"""

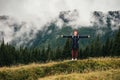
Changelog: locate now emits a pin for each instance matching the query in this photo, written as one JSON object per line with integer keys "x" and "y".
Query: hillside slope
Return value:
{"x": 65, "y": 70}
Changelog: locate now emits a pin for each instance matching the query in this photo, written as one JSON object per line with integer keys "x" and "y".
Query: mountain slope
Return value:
{"x": 84, "y": 67}
{"x": 30, "y": 34}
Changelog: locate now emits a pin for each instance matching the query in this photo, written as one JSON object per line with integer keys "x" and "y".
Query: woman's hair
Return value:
{"x": 75, "y": 30}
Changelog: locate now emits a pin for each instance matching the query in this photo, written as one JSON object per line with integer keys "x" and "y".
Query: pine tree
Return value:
{"x": 116, "y": 44}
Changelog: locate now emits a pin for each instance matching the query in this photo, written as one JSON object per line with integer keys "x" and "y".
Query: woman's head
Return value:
{"x": 75, "y": 32}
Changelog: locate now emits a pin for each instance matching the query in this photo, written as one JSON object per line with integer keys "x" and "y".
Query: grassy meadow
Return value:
{"x": 85, "y": 69}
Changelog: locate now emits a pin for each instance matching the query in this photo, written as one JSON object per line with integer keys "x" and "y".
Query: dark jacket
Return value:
{"x": 75, "y": 40}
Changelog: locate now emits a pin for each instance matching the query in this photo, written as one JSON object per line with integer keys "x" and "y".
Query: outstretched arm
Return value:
{"x": 64, "y": 36}
{"x": 84, "y": 36}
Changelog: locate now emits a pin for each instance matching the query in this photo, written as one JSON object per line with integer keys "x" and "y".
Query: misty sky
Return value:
{"x": 48, "y": 9}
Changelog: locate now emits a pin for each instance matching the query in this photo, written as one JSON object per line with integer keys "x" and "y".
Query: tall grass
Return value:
{"x": 35, "y": 71}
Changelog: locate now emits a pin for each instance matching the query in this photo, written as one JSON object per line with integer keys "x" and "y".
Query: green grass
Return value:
{"x": 40, "y": 71}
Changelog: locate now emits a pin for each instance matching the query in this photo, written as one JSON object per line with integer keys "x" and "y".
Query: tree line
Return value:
{"x": 9, "y": 55}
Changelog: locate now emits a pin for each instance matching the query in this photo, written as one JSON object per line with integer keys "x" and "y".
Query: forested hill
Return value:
{"x": 22, "y": 33}
{"x": 9, "y": 55}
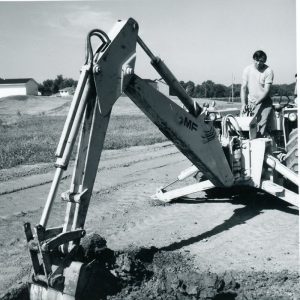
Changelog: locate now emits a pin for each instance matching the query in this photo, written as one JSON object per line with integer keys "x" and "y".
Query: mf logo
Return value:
{"x": 188, "y": 123}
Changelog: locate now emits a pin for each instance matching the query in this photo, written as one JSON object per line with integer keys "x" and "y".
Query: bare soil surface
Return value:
{"x": 234, "y": 245}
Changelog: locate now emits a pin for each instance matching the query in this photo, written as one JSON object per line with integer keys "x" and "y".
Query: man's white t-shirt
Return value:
{"x": 256, "y": 80}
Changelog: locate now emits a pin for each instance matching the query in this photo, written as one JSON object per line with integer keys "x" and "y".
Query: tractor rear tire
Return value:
{"x": 291, "y": 158}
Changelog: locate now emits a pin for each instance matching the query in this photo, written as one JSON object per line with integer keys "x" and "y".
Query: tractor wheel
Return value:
{"x": 291, "y": 158}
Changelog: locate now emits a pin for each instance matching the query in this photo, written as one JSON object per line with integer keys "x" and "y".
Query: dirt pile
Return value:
{"x": 152, "y": 274}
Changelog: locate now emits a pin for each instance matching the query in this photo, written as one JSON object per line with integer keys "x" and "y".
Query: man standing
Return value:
{"x": 257, "y": 79}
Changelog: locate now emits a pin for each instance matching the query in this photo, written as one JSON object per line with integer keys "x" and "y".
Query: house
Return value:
{"x": 68, "y": 91}
{"x": 18, "y": 86}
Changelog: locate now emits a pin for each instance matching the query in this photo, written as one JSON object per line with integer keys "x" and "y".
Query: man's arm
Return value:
{"x": 244, "y": 90}
{"x": 244, "y": 93}
{"x": 264, "y": 94}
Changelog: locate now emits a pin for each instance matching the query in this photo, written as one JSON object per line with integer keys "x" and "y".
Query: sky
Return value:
{"x": 198, "y": 40}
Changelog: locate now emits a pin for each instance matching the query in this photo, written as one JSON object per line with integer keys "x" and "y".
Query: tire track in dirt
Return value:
{"x": 27, "y": 205}
{"x": 217, "y": 235}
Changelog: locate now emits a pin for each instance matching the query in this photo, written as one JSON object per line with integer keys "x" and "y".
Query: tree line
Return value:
{"x": 207, "y": 89}
{"x": 52, "y": 86}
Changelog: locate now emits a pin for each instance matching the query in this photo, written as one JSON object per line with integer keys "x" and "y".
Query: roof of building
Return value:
{"x": 67, "y": 89}
{"x": 15, "y": 80}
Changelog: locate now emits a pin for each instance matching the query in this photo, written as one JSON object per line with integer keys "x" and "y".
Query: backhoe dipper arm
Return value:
{"x": 107, "y": 73}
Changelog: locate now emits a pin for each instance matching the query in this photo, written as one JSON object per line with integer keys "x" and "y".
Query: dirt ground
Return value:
{"x": 232, "y": 246}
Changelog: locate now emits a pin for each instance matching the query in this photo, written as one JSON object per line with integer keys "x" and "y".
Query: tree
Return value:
{"x": 50, "y": 86}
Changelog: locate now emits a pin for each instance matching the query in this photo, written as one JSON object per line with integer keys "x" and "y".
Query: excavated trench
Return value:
{"x": 154, "y": 274}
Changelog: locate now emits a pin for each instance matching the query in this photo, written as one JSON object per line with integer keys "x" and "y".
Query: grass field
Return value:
{"x": 30, "y": 127}
{"x": 33, "y": 139}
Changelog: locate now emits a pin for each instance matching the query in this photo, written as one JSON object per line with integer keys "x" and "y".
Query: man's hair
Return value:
{"x": 260, "y": 54}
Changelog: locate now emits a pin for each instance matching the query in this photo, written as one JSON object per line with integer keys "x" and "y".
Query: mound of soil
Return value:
{"x": 153, "y": 274}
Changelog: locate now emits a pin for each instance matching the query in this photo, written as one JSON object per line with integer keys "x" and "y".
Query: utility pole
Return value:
{"x": 232, "y": 88}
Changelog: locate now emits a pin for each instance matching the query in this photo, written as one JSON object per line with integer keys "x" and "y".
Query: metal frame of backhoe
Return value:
{"x": 107, "y": 73}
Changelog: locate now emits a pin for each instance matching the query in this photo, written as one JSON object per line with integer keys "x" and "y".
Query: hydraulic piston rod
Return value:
{"x": 171, "y": 80}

"""

• **Work to be completed**
How many lines in the records include "woman"? Answer with the number alone.

• **Output below**
2